Cuplikan Teks —
* * * * * * * * *
Penulis: Fakra Rauf
DALAM seni pemeranan, seorang aktor tengah memerankan karakter yang lain yang bukan dirinya. Contohnya seorang aktor memerankan tokoh ayah paruh baya yang sangat perfeksionis dan protektif terhadap anak-anaknya. Semuanya tergambar dari make-up, kostum, gestur (bahasa tubuh) dan juga dialognya.
Sementara dalam seni pemeranan seperti teater konvensional unsur-unsur keaktoran, pemeranan, artistik, hingga bloking dan vokal adalah hal-hal mendasar yang perlu dikuasai untuk bermain teater. Namun, bagaimana bila aktivitas teater ini dilakoni oleh penyandang Disabilitas sekaligus terkait urusan penyandang Disabilitas bisa mengakses untuk mengapresiasi sebuah pertunjukan Teater. Dalam hal ini maka kesenian harus bersifat inklusi.
Ini juga berkaitan dengan apakah kesenian sebagai suatu produk kebudayaan kita bisa bersifat inklusi sekaligus berfungsi inklusi. Dalam teater, orang akan menggunakan fungsi inderawinya. Visual, suara, hingga bau yang akan ditangkap inderawi lalu diserap untuk dimaknai atau diresapi. Tahap pertama adalah kesan hiburan apakah orang puas atau tidak puas, apakah orang terhibur atau tidak lalu ke tahap kedua apakah orang mendapatkan pesan dari pertunjukan yang ditontonnya dan apakah mereka terpengaruh dan kemudian terdorong untuk melakukan apa pesan atau amanat dalam Pertunjukan. Hal lain adalah meruang. Meruang bukan hanya dalam konteks abstrak tapi juga yang paling nyata adalah, karena salah satu ciri teater konvensional Pertunjukan terjadi secara meruang dan dalam waktu yang serempak dengan penonton mengapresiasi. Maka ruang harus aksesibilitas atau dapat diakses.
Workshop Teater untuk Penyandang Disabilitas yang dikerjakan aktor dan sutradara Teater , Syahrini Andiryani yang mengerjakan program Indonesiana, sebuah platform program kerja kebudayaan dari Dirjen Kebudayaan Kementerian Pendidikan Nasional ini menjawab pertanyaan yang mengemukaka di awal tulisan ini. Program Indonesiana memang mensyaratkan subyek yang terdampak program adalah salah satunya disabilitas. Yang berarti Kementerian melalui Dirjen Kebudayaannya mendorong produksi kebudayaan seperti kesenian teater kita bisa bersifat inklusi.
* * * * * * * * *
Data Ditampilkan —

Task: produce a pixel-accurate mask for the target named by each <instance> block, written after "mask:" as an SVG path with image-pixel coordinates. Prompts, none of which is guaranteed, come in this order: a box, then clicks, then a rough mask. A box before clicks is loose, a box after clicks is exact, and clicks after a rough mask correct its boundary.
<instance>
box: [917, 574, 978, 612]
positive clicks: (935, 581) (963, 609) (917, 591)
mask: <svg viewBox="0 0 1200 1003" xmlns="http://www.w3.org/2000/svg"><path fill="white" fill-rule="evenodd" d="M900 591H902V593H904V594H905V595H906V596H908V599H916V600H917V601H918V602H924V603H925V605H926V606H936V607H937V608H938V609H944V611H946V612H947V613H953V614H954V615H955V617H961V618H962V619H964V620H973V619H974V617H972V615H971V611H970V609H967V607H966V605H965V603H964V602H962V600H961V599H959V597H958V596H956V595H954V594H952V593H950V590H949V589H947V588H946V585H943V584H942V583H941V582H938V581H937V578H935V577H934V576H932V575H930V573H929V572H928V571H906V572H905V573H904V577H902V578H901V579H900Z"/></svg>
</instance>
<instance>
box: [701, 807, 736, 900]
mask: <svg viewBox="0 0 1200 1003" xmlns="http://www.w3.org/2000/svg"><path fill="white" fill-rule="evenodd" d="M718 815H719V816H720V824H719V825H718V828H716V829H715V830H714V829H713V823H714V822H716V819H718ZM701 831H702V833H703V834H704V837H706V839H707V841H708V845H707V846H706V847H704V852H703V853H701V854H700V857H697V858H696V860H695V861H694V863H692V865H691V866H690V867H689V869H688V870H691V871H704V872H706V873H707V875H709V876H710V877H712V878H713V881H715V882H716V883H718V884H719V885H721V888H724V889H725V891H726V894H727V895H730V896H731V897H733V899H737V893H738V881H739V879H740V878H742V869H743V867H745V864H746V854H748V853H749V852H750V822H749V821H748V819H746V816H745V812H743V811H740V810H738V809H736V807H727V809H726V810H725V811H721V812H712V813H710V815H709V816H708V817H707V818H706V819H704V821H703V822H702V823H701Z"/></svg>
* * * * * * * * *
Rangkaian Tugas —
1 – Tampilkan bagian teks tentang teater inklusi yang membentang dari "Sementara dalam seni" sampai "harus bersifat inklusi." tanpa mengubah satu kata pun.
2 – Tulis bagian berikutnya dari teks tentang teater inklusi, dimulai setelah kalimat terakhir yang tercantum.
Data di atas tidak diperlukan.

Hasil per Tugas —
1 –
Sementara dalam seni pemeranan seperti teater konvensional unsur-unsur keaktoran, pemeranan, artistik, hingga bloking dan vokal adalah hal-hal mendasar yang perlu dikuasai untuk bermain teater. Namun, bagaimana bila aktivitas teater ini dilakoni oleh penyandang Disabilitas sekaligus terkait urusan penyandang Disabilitas bisa mengakses untuk mengapresiasi sebuah pertunjukan Teater. Dalam hal ini maka kesenian harus bersifat inklusi.

2 –
Syahrini mengaku ia pernah terlibat membantu penyandang Disabilitas dalam aktivitas kesenian yakni menari. Namun memfasilitasi dan menggarap Teater yang dimainkan Disabilitas adalah pertama kali baginya. Itu menjadi tantangan tersendiri pendekatannya tentu sangat berbeda apalagi 10 peserta workshop yang dibuatnya ini adalah remaja yang awam sama sekali tentang teater. Walaupun beberapa punya potensi misalnya ada yang punya kemampuan vokal yang bagus dan ada juga yang sudah akrab dengan puisi dan pernah menari. Tapi 10 peserta ini tetap membutuhkan pendamping dari unsur non disabilitas baik dari organisasi Disabilitas -program ini mengajak Himpunan Wanita Disabilitas Indonesia (HWDI) Sulsel bekerja sama – atau tenaga pendamping terdidik dan profesional untuk mendampingi penyandang Disabilitas bahkan juga ada yang didampingi orang tuanya.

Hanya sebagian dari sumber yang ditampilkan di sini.